▶ [Activity] Starting from the first line, set down the entire listing exactly.

▶ [Provided records]

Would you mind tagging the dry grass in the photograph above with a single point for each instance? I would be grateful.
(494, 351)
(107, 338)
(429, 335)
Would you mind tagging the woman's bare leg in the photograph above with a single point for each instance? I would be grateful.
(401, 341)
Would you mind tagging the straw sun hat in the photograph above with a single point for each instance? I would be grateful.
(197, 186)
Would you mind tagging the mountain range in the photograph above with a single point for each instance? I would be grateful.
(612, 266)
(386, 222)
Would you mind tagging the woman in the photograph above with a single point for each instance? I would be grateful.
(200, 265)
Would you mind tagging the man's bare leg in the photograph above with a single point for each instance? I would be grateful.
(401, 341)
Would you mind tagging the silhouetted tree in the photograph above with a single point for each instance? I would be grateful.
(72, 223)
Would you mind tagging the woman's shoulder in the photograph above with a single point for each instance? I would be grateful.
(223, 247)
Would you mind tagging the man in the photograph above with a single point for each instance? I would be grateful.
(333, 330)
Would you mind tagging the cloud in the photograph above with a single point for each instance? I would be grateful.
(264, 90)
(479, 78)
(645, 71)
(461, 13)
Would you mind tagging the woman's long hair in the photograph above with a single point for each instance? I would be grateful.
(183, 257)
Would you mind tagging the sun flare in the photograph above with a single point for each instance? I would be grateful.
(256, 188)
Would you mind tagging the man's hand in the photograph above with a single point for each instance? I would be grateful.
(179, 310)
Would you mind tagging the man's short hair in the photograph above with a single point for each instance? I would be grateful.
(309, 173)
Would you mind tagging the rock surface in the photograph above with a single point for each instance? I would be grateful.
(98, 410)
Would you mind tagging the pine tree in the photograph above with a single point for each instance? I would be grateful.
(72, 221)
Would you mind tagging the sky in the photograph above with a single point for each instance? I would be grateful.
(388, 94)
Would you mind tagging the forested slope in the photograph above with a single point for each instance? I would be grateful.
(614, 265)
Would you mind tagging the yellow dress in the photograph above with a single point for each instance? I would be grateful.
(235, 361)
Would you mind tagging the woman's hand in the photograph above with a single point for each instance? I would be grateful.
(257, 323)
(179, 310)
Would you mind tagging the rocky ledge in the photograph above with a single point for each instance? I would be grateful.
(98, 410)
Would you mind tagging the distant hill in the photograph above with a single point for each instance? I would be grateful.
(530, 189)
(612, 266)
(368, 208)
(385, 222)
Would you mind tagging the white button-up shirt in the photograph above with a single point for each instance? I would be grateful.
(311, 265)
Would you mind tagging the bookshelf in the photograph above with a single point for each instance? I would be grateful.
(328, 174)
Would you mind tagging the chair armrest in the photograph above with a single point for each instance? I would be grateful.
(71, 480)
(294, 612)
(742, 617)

▶ [Completed exercise]
Would you mind tagging the dry grass in the photograph above with a single point for each instance? I would be grateful.
(494, 351)
(107, 338)
(429, 335)
Would you mind tagging the woman's bare leg in the photograph above with a single point for each instance? I would be grateful.
(401, 341)
Would you mind tagging the straw sun hat in the photograph above with a single point for each instance? I would be grateful.
(197, 186)
Would you mind tagging the mountain range in the photograph above with a single point for each instance? I would be grateful.
(612, 266)
(386, 222)
Would you mind tagging the woman in the photograph above with a single point for each instance? I would be grateful.
(200, 265)
Would you mind tagging the man's bare leg in the photograph above with a single point for each instance? I would be grateful.
(401, 341)
Would you mind tagging the silhouetted tree in the photograph above with a single point for each instance? I would be grateful.
(72, 223)
Would you mind tagging the woman's shoulder in the photograph above with a single point for each instance? I would be grateful.
(223, 247)
Would you mind tagging the man in the photograph above with a single point for each instance? I would be grateful.
(333, 330)
Would you mind tagging the cloud in the photograph above with a single point for each instance? I would be grateful.
(264, 90)
(479, 78)
(645, 71)
(461, 13)
Would you mind tagging the woman's long hair in the photograph above with a single point for each instance? I would be grateful.
(183, 257)
Would you mind tagging the sun flare in the photograph above with a single point for each instance? I would be grateful.
(256, 188)
Would you mind tagging the man's hand in the photograph above with a single point for each instance? I would be grateful.
(179, 310)
Would you mind tagging the man's short hair in the photograph above with a single point for each instance? I would be grateful.
(309, 173)
Would you mind tagging the rock surface in the photograph above with a single point for each instance? I would be grateful.
(98, 410)
Would you mind tagging the pine tree in the photograph above with a single point for each instance? I would be grateful.
(72, 221)
Would you mind tagging the sky in the photograph above with a single point for each instance? I would be grateful.
(388, 94)
Would you mind tagging the forested slope in the photograph above with a single point for each instance? I would be grateful.
(614, 265)
Would you mind tagging the yellow dress in the photograph above with a single point for each instance? I would be grateful.
(235, 361)
Would you mind tagging the woman's hand in the photograph above with a single point for each instance? I would be grateful.
(257, 323)
(179, 310)
Would you mind tagging the rocky ledge in the photograph above with a single point for each instance? I would be grateful.
(98, 410)
Would you mind tagging the distant hill in the photograph above with a single point for each instance? I would be grateful.
(530, 189)
(612, 266)
(368, 208)
(385, 222)
Would you mind tagging the white button-up shirt in the photograph above with a single point for each instance? I would be grateful.
(311, 265)
Would you mind tagging the bookshelf in the photograph above with a single point for each instance? I would be grateful.
(328, 174)
Would you mind tagging the chair armrest in the photograph above with a single point for each instance? I would be grateful.
(71, 480)
(294, 612)
(742, 617)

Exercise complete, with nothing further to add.